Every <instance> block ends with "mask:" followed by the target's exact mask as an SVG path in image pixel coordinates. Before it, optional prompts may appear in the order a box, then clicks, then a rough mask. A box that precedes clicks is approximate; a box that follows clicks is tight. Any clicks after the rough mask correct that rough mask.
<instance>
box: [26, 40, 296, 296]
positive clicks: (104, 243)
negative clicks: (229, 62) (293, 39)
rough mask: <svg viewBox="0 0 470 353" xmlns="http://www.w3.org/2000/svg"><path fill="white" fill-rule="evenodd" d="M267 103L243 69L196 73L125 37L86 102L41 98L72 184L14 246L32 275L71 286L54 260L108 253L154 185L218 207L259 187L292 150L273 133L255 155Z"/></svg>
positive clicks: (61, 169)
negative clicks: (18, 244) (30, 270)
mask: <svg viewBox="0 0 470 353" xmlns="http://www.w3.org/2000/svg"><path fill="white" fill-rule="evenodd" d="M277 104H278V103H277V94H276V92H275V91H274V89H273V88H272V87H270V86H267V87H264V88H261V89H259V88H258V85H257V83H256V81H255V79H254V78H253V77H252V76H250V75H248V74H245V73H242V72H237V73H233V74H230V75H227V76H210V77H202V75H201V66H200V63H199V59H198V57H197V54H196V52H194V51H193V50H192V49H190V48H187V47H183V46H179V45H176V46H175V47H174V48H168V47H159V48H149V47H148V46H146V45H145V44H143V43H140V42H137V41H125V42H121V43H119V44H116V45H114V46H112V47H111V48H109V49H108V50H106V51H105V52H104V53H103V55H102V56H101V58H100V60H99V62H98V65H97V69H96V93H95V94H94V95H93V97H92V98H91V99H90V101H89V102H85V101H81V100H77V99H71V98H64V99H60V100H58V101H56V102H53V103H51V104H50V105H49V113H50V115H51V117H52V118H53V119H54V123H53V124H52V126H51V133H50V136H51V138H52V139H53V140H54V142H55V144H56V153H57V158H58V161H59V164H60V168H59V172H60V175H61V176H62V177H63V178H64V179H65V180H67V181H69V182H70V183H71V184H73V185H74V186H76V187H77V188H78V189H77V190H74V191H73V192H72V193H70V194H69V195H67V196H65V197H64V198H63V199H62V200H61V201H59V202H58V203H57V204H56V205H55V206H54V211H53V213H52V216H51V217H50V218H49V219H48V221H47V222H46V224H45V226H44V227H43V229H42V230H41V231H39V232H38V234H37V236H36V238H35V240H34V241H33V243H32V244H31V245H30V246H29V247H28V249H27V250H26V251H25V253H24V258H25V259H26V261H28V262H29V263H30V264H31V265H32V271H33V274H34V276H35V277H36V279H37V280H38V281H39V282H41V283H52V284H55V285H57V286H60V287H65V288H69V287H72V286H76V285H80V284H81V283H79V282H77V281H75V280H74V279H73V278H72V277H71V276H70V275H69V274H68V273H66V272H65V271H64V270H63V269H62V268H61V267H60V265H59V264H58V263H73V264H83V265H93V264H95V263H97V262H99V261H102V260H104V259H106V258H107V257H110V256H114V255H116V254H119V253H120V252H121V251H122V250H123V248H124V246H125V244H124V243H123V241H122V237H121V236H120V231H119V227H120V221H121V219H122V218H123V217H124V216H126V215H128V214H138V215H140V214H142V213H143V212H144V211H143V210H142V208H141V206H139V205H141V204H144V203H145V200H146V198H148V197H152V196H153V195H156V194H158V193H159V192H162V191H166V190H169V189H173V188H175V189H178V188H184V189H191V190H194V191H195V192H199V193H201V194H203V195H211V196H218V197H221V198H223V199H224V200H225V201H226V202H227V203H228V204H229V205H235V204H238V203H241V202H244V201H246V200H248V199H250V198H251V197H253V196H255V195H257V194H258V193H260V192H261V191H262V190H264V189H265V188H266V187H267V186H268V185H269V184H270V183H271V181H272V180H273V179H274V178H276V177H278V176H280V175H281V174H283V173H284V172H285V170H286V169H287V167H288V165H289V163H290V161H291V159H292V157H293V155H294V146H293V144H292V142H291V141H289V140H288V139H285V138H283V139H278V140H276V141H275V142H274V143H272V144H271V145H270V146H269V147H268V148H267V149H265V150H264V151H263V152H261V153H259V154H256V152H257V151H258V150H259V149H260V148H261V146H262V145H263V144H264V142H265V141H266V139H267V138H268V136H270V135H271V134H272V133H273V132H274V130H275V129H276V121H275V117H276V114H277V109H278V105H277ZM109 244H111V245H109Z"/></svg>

> **TASK STATEMENT**
The material above should be given again in full, exactly.

> **EXERCISE ANSWER**
Every <instance> block ends with "mask:" followed by the target's exact mask as an SVG path in image pixel coordinates. Before it, optional prompts may appear in the order a box, then clicks, then a rough mask. A box that precedes clicks is approximate; a box that follows clicks is tight. Any clicks after the rough mask correct that rough mask.
<instance>
box: [26, 40, 296, 296]
positive clicks: (104, 243)
negative clicks: (229, 62) (293, 39)
rough mask: <svg viewBox="0 0 470 353" xmlns="http://www.w3.org/2000/svg"><path fill="white" fill-rule="evenodd" d="M267 103L243 69L196 73L125 37L86 102L41 98L72 184L14 246L32 275L71 286L54 260L108 253L154 185L218 207L259 187L292 150L273 133L255 155Z"/></svg>
positive clicks: (61, 169)
negative clicks: (18, 244) (30, 270)
mask: <svg viewBox="0 0 470 353" xmlns="http://www.w3.org/2000/svg"><path fill="white" fill-rule="evenodd" d="M277 104H278V103H277V94H276V92H275V91H274V89H273V88H272V87H270V86H267V87H264V88H261V89H259V88H258V85H257V83H256V81H255V79H254V78H253V77H252V76H250V75H248V74H245V73H242V72H237V73H233V74H230V75H227V76H210V77H202V75H201V66H200V63H199V59H198V57H197V54H196V52H194V51H193V50H192V49H190V48H187V47H183V46H179V45H176V46H175V47H174V48H168V47H159V48H149V47H148V46H146V45H145V44H143V43H140V42H137V41H125V42H121V43H119V44H116V45H114V46H112V47H111V48H109V49H108V50H106V51H105V52H104V53H103V55H102V56H101V58H100V60H99V62H98V65H97V69H96V93H95V94H94V95H93V97H92V98H91V99H90V101H89V102H85V101H81V100H77V99H71V98H64V99H60V100H58V101H56V102H53V103H51V104H50V105H49V113H50V115H51V117H52V118H53V119H54V123H53V124H52V126H51V133H50V136H51V138H52V139H53V140H54V142H55V144H56V153H57V158H58V161H59V164H60V168H59V172H60V175H61V176H62V177H63V178H64V179H65V180H67V181H69V182H70V183H71V184H73V185H74V186H76V187H77V188H78V189H77V190H74V191H73V192H72V193H70V194H69V195H67V196H65V197H64V198H63V199H62V200H61V201H59V202H58V203H57V204H56V205H55V206H54V211H53V213H52V216H51V217H50V218H49V219H48V221H47V222H46V224H45V226H44V227H43V229H42V230H41V231H39V232H38V234H37V236H36V238H35V240H34V241H33V243H32V244H31V245H30V246H29V247H28V249H27V250H26V251H25V253H24V258H25V259H26V261H28V262H29V263H30V264H31V265H32V271H33V274H34V276H35V277H36V279H37V280H38V281H39V282H41V283H52V284H55V285H57V286H60V287H65V288H69V287H72V286H76V285H80V284H81V283H79V282H77V281H75V280H74V279H73V278H72V277H71V276H70V275H69V274H68V273H66V272H65V271H64V270H63V269H62V268H61V267H60V265H59V264H58V263H73V264H83V265H93V264H95V263H97V262H99V261H102V260H104V259H106V258H107V257H110V256H114V255H116V254H119V253H120V252H121V251H122V250H123V248H124V246H125V244H124V243H123V241H122V237H121V236H120V231H119V227H120V221H121V219H122V218H123V217H124V216H126V215H128V214H138V215H140V214H142V213H143V212H144V211H143V210H142V208H141V206H139V205H141V204H144V203H145V200H146V198H148V197H152V196H153V195H156V194H158V193H159V192H162V191H166V190H169V189H173V188H175V189H178V188H184V189H191V190H194V191H195V192H199V193H201V194H203V195H211V196H218V197H221V198H223V199H224V200H225V201H226V202H227V203H228V204H229V205H235V204H238V203H241V202H244V201H246V200H248V199H250V198H251V197H253V196H255V195H257V194H258V193H260V192H261V191H262V190H264V189H265V188H266V187H267V186H268V185H269V184H270V183H271V181H272V180H273V179H274V178H276V177H278V176H280V175H281V174H283V173H284V172H285V170H286V169H287V167H288V165H289V163H290V161H291V159H292V157H293V155H294V146H293V144H292V142H291V141H289V140H288V139H285V138H283V139H278V140H276V141H275V142H274V143H272V144H271V145H270V146H269V147H268V148H267V149H265V150H264V151H263V152H261V153H259V154H256V152H257V151H258V150H259V149H260V148H261V146H262V145H263V144H264V142H265V141H266V139H267V138H268V136H270V135H271V134H272V133H273V132H274V130H275V129H276V121H275V117H276V114H277V109H278V105H277ZM109 244H111V245H109Z"/></svg>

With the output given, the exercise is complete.